### [Work required]
Locate every one of the lines below that contains the word "chimney" and copy each such line. Case counts.

Rows from a dataset:
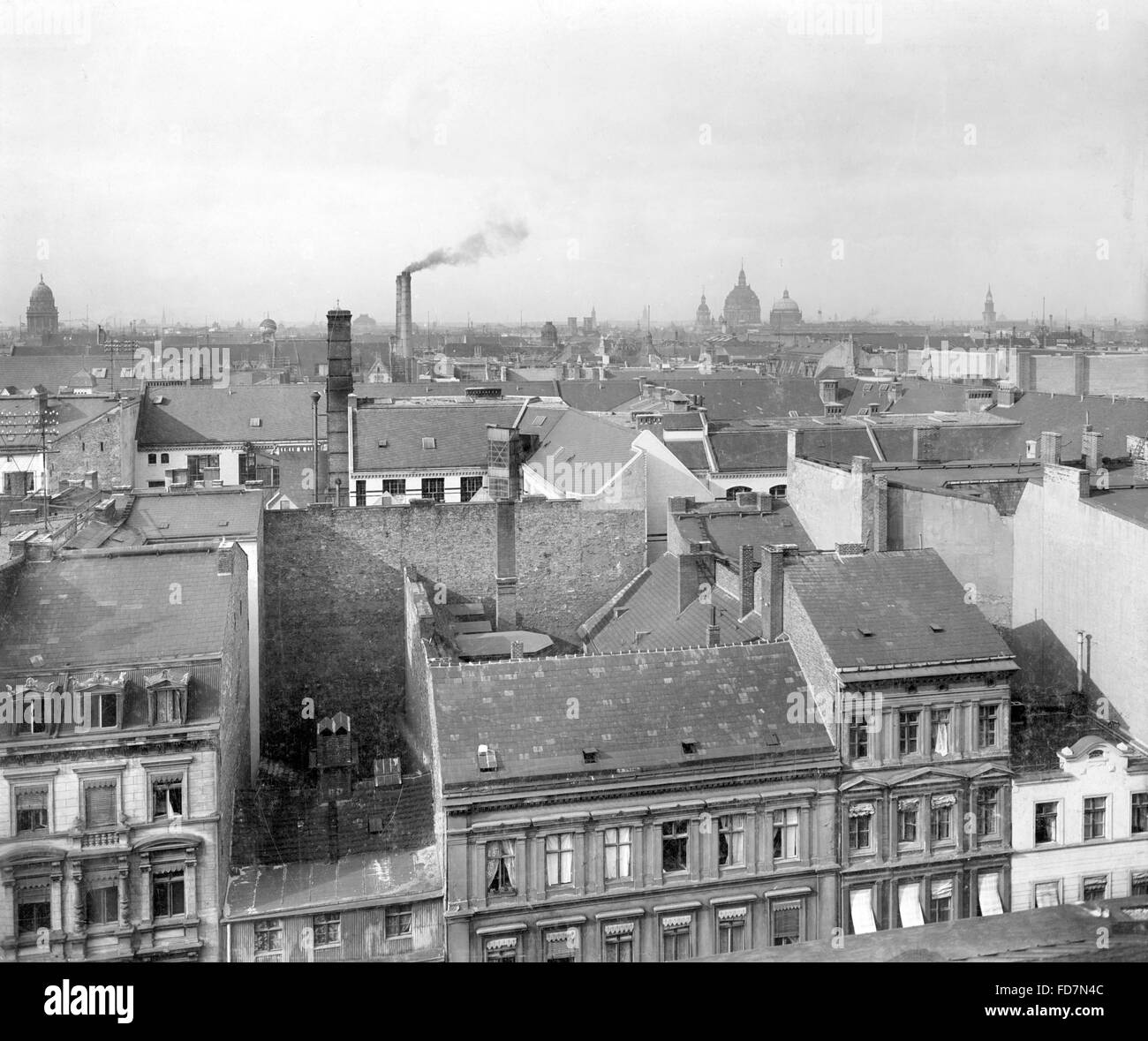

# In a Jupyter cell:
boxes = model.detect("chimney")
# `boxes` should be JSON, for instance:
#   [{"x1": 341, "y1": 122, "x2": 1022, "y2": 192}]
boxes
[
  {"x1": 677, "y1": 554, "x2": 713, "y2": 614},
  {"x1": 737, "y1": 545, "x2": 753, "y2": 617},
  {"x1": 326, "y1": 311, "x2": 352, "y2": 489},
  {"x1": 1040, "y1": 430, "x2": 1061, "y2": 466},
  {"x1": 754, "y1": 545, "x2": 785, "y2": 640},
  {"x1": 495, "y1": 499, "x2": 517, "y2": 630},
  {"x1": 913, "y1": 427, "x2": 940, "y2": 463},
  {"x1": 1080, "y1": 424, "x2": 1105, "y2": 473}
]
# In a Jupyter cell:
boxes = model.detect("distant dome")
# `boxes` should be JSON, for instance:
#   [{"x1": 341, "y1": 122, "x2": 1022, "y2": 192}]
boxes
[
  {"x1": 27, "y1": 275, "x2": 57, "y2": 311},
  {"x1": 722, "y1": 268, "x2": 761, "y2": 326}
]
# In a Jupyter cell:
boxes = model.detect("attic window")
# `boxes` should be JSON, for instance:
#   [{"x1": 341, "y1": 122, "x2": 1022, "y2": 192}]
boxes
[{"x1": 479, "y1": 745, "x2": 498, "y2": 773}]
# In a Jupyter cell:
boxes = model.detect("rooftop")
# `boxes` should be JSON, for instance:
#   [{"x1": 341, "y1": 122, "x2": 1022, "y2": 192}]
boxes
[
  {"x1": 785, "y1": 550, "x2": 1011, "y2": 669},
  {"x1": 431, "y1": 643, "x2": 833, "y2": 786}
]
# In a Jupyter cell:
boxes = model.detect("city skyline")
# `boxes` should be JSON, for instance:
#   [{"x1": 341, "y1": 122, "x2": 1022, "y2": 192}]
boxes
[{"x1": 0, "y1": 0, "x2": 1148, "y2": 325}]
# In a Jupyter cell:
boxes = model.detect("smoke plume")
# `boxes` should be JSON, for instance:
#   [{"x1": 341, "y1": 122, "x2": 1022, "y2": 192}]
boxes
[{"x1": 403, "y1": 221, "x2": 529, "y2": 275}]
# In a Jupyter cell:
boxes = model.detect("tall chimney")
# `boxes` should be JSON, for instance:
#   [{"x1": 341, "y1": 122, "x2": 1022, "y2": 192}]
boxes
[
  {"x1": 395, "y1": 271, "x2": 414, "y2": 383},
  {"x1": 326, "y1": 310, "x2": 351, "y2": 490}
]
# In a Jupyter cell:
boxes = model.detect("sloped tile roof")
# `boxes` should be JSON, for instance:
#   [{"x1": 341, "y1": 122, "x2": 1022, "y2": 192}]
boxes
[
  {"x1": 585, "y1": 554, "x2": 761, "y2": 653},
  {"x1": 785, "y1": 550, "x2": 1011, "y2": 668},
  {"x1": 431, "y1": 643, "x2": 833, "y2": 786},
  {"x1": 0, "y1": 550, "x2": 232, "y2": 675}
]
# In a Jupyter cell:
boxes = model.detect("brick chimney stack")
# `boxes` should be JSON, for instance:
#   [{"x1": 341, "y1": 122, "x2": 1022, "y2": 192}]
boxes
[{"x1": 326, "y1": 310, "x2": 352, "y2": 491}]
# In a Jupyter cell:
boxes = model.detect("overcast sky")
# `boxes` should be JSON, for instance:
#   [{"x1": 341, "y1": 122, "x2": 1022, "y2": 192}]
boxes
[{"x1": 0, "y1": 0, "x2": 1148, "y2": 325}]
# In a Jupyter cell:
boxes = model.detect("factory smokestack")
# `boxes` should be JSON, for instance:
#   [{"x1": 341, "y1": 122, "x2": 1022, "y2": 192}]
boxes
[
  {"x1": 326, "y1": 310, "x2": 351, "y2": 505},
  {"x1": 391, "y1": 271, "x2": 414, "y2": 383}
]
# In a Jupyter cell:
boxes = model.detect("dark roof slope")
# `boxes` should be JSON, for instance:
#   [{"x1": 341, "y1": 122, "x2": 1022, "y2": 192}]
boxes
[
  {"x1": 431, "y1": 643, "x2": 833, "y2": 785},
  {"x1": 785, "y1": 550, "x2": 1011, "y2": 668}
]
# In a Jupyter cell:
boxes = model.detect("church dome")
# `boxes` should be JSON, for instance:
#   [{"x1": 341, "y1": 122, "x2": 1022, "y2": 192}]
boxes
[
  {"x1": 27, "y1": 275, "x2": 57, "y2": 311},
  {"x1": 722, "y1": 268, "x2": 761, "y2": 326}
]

### [Response]
boxes = model.detect("chimney")
boxes = model.detect("tall chimney")
boxes = model.detect("brick chimney stack")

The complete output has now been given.